[Rows of box annotation data]
****************************************

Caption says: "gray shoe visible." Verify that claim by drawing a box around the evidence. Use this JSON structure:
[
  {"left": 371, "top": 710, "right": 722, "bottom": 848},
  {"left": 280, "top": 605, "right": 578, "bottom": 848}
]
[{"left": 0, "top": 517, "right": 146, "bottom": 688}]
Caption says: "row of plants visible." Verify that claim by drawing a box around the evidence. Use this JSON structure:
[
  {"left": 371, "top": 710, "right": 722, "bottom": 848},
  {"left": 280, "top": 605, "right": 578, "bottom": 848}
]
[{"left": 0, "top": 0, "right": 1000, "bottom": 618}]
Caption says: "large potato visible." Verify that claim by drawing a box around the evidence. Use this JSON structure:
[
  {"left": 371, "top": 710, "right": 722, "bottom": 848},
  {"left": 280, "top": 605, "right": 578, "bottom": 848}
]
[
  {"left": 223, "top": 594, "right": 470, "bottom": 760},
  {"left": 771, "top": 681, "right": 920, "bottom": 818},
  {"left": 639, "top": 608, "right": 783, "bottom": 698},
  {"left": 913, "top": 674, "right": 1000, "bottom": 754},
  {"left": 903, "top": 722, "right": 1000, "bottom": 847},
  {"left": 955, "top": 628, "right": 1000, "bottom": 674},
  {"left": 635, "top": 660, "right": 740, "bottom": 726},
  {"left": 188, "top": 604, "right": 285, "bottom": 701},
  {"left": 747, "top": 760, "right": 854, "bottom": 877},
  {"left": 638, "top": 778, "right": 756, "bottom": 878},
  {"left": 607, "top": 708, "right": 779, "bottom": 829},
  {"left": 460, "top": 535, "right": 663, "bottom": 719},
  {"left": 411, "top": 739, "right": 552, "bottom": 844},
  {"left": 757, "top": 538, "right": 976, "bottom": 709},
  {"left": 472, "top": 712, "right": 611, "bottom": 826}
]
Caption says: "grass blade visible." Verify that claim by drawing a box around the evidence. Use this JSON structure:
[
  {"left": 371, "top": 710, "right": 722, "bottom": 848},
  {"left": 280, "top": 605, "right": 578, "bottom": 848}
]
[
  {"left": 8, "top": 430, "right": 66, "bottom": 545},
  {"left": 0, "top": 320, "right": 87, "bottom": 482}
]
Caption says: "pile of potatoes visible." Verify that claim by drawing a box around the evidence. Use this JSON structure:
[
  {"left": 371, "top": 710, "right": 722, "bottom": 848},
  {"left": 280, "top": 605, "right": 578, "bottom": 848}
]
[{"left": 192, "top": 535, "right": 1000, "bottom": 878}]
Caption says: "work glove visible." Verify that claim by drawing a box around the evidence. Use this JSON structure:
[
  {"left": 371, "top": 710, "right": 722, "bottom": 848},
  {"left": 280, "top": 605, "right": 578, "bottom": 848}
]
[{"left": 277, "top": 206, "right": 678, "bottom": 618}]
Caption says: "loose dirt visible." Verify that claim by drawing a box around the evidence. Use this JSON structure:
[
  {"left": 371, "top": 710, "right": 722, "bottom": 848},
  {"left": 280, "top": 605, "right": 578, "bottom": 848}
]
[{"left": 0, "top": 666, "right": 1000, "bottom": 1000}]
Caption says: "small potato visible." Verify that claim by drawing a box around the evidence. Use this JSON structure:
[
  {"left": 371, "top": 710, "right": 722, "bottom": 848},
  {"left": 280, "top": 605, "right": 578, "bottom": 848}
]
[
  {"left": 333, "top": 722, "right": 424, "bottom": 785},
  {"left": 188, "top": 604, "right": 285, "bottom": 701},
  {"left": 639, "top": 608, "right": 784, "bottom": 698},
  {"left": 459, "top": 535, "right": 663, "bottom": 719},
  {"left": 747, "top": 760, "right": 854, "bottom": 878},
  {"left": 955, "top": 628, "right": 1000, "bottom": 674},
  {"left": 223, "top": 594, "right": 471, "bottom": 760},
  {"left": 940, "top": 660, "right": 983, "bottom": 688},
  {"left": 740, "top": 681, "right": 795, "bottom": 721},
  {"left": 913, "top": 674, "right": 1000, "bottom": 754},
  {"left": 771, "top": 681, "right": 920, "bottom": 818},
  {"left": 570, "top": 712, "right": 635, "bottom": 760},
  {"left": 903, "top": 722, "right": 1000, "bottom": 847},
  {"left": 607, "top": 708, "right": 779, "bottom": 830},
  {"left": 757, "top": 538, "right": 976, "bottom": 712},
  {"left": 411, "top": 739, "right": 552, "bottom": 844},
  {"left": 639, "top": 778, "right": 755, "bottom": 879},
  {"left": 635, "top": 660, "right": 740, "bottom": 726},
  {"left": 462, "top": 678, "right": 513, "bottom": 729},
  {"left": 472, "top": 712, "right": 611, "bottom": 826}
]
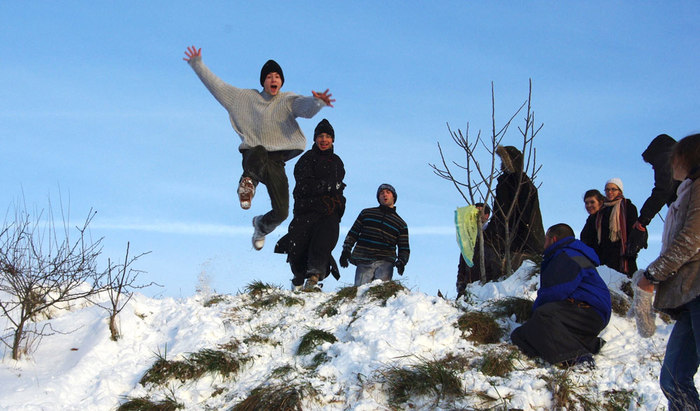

****************************************

GOAL: Gather each line above that contains the string "plants", and copy every one of them in full.

SOLUTION:
Caption says: "row of plants visible." Verify that claim by drawing a box around the evidence. Use this JSON structure:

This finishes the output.